Work item: Using "cherry" as the search string, find the matching lines below and copy them.

----

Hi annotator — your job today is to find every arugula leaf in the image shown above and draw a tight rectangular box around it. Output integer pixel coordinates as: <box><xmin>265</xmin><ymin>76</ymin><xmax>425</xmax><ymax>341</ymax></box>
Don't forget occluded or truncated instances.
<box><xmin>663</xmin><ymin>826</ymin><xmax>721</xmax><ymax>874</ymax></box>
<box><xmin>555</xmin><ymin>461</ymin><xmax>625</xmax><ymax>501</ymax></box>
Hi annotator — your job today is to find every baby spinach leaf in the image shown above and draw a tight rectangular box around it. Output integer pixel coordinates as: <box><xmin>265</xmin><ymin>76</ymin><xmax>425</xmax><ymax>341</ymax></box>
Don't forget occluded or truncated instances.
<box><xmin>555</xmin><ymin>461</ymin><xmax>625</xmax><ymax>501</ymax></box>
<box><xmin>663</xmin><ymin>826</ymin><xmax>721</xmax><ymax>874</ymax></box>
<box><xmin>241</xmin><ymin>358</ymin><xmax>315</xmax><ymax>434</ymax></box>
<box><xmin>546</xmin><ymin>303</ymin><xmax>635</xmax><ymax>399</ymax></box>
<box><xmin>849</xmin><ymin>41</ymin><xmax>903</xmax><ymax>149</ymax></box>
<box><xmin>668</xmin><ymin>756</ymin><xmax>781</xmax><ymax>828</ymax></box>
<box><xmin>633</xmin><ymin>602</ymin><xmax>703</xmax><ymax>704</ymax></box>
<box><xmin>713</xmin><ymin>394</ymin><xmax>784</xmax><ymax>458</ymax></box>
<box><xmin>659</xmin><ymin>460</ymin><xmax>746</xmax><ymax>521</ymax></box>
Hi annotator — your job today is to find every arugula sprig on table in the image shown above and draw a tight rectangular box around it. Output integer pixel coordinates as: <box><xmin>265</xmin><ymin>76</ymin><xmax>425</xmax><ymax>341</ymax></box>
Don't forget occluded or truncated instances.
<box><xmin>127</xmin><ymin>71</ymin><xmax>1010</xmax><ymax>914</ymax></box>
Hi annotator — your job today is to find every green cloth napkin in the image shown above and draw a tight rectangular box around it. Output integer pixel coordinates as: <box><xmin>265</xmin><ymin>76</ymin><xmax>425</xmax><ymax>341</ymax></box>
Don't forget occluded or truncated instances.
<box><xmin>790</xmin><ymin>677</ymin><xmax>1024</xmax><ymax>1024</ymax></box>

----

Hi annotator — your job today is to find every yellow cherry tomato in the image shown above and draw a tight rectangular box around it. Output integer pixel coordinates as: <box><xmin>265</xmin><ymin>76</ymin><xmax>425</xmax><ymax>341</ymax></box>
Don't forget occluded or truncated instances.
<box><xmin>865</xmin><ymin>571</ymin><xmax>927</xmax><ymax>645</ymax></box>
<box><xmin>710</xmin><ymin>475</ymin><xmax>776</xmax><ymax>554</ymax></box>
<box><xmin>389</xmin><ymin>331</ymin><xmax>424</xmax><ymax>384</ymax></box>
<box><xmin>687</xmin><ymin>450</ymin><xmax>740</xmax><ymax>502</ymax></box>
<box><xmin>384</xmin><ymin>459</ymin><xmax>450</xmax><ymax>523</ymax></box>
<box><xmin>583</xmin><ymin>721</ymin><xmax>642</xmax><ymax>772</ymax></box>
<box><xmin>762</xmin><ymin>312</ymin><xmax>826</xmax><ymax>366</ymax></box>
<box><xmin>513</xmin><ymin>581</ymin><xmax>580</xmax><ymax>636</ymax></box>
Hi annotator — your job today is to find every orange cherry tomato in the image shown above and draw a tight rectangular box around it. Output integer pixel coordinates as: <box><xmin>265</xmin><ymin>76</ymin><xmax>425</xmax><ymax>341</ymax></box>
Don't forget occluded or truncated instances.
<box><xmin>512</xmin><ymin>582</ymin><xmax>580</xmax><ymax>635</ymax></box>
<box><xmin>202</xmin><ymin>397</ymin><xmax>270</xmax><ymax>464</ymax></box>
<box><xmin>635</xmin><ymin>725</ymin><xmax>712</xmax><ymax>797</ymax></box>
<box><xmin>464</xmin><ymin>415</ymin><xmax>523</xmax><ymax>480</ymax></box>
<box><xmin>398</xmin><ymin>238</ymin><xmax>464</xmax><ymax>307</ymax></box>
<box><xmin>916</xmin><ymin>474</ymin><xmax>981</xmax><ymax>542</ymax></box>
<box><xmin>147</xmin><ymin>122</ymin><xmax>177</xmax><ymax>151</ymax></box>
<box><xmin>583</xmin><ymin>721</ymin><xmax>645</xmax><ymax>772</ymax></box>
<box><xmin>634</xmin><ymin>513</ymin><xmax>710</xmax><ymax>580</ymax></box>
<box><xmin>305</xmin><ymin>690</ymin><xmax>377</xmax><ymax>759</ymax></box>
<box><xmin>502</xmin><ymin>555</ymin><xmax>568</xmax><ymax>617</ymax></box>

----

Answer to the exercise:
Hi annotator — your job today is to find every yellow cherry tomato in the image shown above and draw a tight rectangular box around it. Output integer pixel coordinates as: <box><xmin>265</xmin><ymin>76</ymin><xmax>425</xmax><ymax>341</ymax></box>
Hi annotator — your job today is to find every orange cherry tomato in the image shown above and draw a tight rectangular box around it. Output integer pixel coordinates as: <box><xmin>265</xmin><ymin>76</ymin><xmax>425</xmax><ymax>341</ymax></box>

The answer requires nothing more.